[BEGIN TASK DATA]
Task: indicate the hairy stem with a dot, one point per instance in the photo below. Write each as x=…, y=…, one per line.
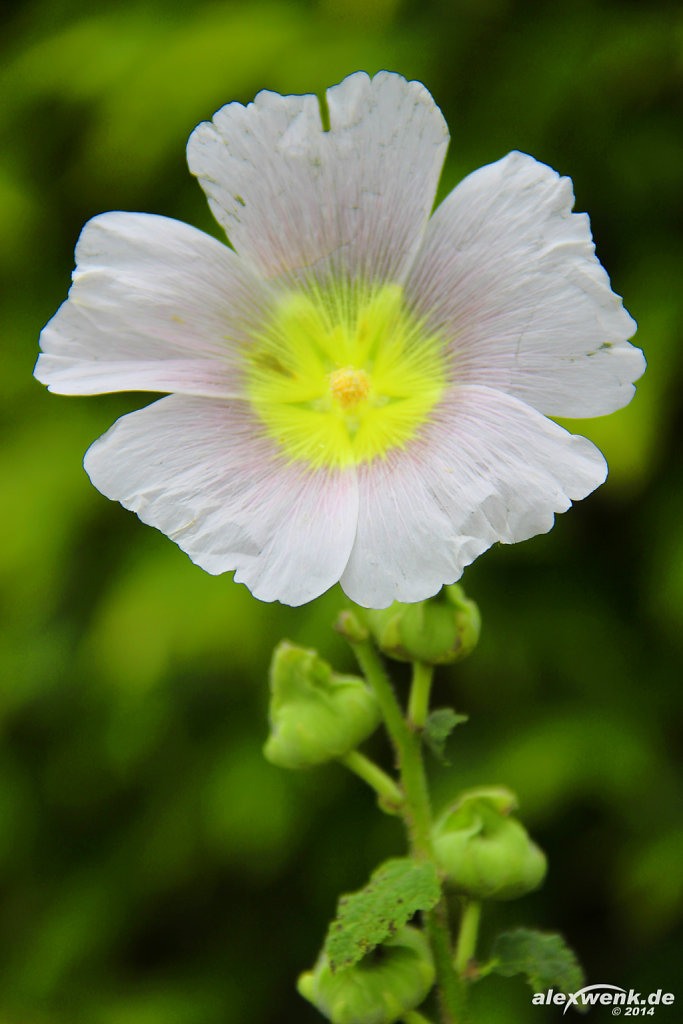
x=390, y=797
x=467, y=936
x=417, y=815
x=418, y=706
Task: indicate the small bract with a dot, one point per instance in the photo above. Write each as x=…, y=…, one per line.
x=357, y=391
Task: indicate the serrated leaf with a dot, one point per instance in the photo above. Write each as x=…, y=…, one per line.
x=543, y=957
x=438, y=727
x=396, y=890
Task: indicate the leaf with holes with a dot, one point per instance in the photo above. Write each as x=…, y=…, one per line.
x=396, y=891
x=543, y=957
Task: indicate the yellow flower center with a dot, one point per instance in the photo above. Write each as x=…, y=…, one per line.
x=343, y=376
x=349, y=386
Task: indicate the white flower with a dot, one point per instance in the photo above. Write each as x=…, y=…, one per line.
x=358, y=391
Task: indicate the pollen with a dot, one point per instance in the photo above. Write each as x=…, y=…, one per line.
x=349, y=386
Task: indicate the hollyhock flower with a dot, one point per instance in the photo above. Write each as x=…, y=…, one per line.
x=357, y=391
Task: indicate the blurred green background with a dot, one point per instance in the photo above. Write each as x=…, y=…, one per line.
x=154, y=867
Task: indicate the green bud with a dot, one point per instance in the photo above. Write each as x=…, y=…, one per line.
[END TASK DATA]
WHAT YOU HAVE TO DO: Recast the lines from the one containing "Task: indicate the hollyhock" through the one containing "x=154, y=867", both included, as a JSON list of strings with one string per line and blank lines left out.

COMPLETED EXERCISE:
[
  "Task: indicate the hollyhock flower with a dot, one point per instance in the photo above. Write each as x=…, y=…, one per line.",
  "x=357, y=391",
  "Task: indicate the blurred green background with a dot, one point per instance in the photo above. Write each as x=…, y=…, one per line.",
  "x=154, y=867"
]